SELECTED EXTRACT:
The simplest service locator may look like:

serviceLocator.class.php
class serviceLocator
{
    public static function getDatabase()
    {
        return new database();
    }

    public static function getDateFactory()
    {
        return new dateFactory();
    }

    public static function getMoneyFactory()
    {
        return new moneyFactory();
    }

    public static function getEventFactory()
    {
        return new eventFactory();
    }
}

Our DAO now becomes:

eventDao.class.php
class eventDao
{
    public function getById($id)
    {

        $row = serviceLocator::getDatabase()->fetchAll(
           "SELECT name, cost, date FROM events WHERE id = ".$this->db->quote($id);
        );

        return serviceLocator::getEventFactory()->create($row);
    }
}

For testing we’d need to add in equivalent methods like serviceLocator::setMoneyFactory and serviceLocator::setDatabase.

We can simplify (or complicate depending on your point of view) our service locator by replacing methods like serviceLocator::getMoneyFactory() with a more generic serviceLocator::getService($serviceName). We could then configure the service locator in our bootstrap with calls to serviceLocator::registerService($serviceName, $object). If we really wanted to go to town we could use an XML or YAML file to store the details of the dependencies that the service locator provided. For a working system, we probably would want to go this far.

In terms of coupling, we have replaced the coupling of objects from our very first example (where eventDao was tightly coupled to database and event) with equally tight coupling, albeit this time to a single object – the service locator object. Whether this is desirable will come down to the details of the application. As Fowler points out in his discussion of locator vs injector:

The key difference is that with a Service Locator every user of a service has a dependency to the locator. The locator can hide dependencies to other implementations, but you do need to see the locator. So the decision between locator and injector depends on whether that dependency is a problem.

In terms of practical implementations, Mutant PHP has published an article on this subject which includes a sample service locator class.

The fairly new Symfony Dependency Injection Container appears to be based around the idea of a service locator. I say this because it doesn’t implement an inversion of control mechanism – as covered in strategy 3.

Strengths

The service locator provides a simple strategy for managing dependencies that is easily understood. It allows for testing and it avoids tight coupling between classes.

Weaknesses

The use of a service locator leads to a tight coupling between classes and the service locator itself.

Strategy 3: DI Framework

A dependency injection “framework” is an alternative strategy for dealing with dependencies to the arguably simpler service locator. They key idea is to stick with depedency injection (either into the constructor or via a setter), but have some external object (Fowler calls this an “assembler” in his article on the subject) actually deal with managing the dependencies, injecting them into objects as required, without the user having to worry about it.

WRITTEN PROBLEM 1:
Please reproduce the entries that follow this line word for word, leaving out the pictures.

DATASET ROWS:

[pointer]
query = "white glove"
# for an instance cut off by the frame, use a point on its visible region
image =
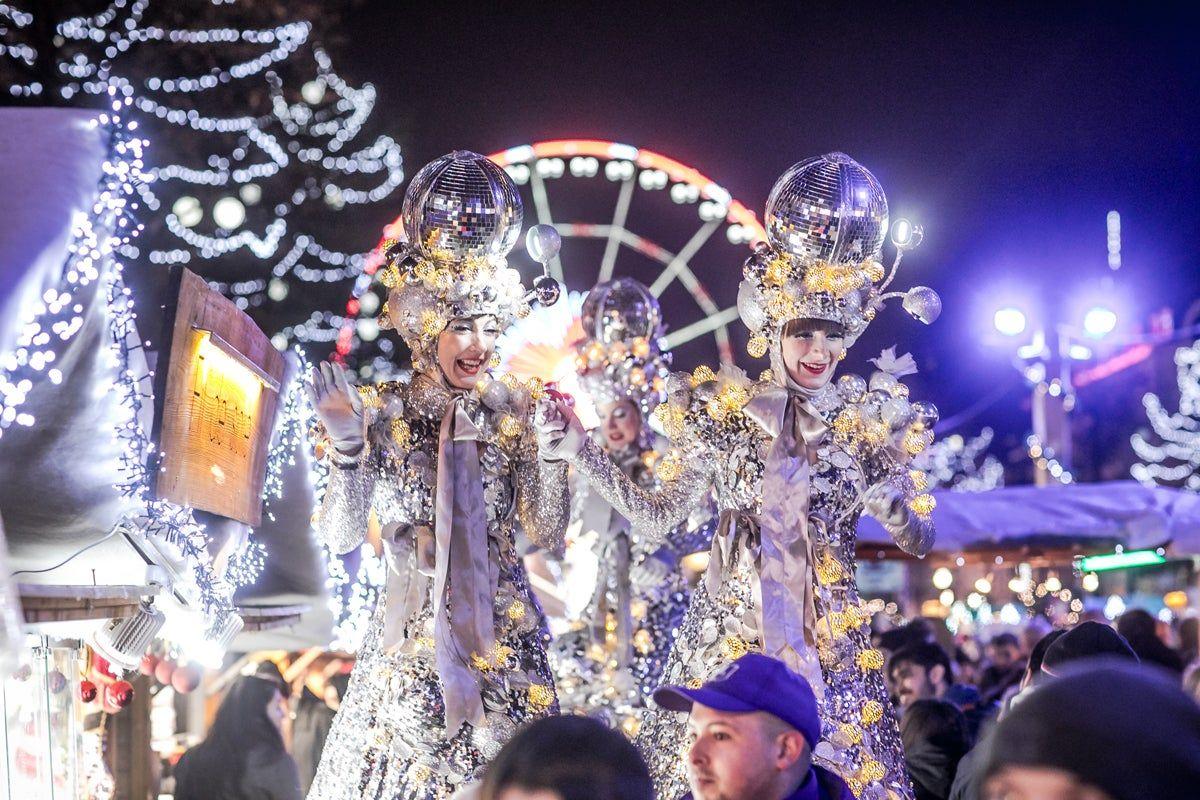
(648, 573)
(339, 405)
(559, 432)
(886, 503)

WRITTEN PROBLEM 2:
Answer these questions from the service locator article:
(a) Which generic method could replace methods like serviceLocator::getMoneyFactory()?
(b) In which file formats could the details of the dependencies be stored?
(c) What does Fowler call the external object that manages dependencies?

COMPLETE OUTPUT 1:
[pointer]
query = "white glove"
# for an instance cut off by the frame, use a point on its visible region
image =
(648, 573)
(339, 405)
(559, 432)
(886, 503)

COMPLETE OUTPUT 2:
(a) serviceLocator::getService($serviceName)
(b) XML or YAML
(c) An "assembler"